>> START Selected passage

That’s why couples who don’t take this “leaving” and “cleaving” message to heart will reap the consequences down the line, when the problems are much harder to repair without hurting someone.
“Leaving” means that you are breaking a natural tie. Your parents step into the role of counselors to be respected, but can no longer tell you what to do. Sometimes the difficulty in doing this comes from the original source. A parent may not be ready to release you yet from their control and expectations. Whether through unhealthy dependence or inner struggles over the empty nest, parents don’t always take their share of this responsibility. In such cases, the grown child has to make “leaving” a courageous choice of his own. And far too often, this break is not made in the right way.
Are you and your spouse still living with unresolved issues because of a failure to cut the apron strings? Do either of your parents continue to create problems within your home – perhaps without their even knowing it? What needs to happen to put a stop to this before it creates too wide of a division in your marriage?
Unity is a marriage quality to be guarded at a great cost. The purpose of “leaving,” of course, is not to abandon all contact with the past but rather to preserve the unique oneness that marriage is designed to capture. Only in oneness can you become all that God means for you to be.

>> END Selected passage
>> START Record set

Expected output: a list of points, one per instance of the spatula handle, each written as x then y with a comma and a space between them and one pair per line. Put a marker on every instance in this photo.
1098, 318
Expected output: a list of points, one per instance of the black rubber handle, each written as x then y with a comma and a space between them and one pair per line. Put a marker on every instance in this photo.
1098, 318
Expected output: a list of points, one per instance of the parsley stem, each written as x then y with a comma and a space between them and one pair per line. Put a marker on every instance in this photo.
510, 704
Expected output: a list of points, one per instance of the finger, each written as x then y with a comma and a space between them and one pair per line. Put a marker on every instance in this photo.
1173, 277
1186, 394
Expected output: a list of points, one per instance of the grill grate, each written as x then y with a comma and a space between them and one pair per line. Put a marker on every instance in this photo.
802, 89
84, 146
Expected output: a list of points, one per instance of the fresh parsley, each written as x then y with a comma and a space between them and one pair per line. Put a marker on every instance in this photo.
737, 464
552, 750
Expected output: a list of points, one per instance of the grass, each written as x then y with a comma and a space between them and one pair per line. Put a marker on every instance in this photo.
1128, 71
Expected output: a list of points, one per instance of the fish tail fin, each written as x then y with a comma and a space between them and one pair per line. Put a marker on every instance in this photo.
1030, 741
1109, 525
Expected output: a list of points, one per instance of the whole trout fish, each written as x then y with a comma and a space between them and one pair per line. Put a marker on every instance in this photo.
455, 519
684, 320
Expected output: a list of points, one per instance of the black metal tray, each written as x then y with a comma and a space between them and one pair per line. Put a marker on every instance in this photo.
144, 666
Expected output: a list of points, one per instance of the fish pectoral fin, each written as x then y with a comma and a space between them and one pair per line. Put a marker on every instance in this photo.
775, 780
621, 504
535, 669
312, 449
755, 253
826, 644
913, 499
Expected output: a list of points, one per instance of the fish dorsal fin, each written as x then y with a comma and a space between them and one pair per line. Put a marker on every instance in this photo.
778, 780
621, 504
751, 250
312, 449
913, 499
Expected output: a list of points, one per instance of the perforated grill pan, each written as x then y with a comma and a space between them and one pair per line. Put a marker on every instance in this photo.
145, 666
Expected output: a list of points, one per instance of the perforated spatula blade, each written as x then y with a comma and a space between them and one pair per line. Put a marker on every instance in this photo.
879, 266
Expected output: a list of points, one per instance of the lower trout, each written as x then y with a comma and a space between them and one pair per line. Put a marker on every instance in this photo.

>> END Record set

Exercise requirements ::
A) In the passage on leaving and cleaving, what role do parents take on after a child's "leaving"?
B) Print the passage on leaving and cleaving between "That’s why couples" and "the right way.", inclusive.

Solution set ::
A) They become counselors to be respected, but they can no longer tell the child what to do.

B)
That’s why couples who don’t take this “leaving” and “cleaving” message to heart will reap the consequences down the line, when the problems are much harder to repair without hurting someone.
“Leaving” means that you are breaking a natural tie. Your parents step into the role of counselors to be respected, but can no longer tell you what to do. Sometimes the difficulty in doing this comes from the original source. A parent may not be ready to release you yet from their control and expectations. Whether through unhealthy dependence or inner struggles over the empty nest, parents don’t always take their share of this responsibility. In such cases, the grown child has to make “leaving” a courageous choice of his own. And far too often, this break is not made in the right way.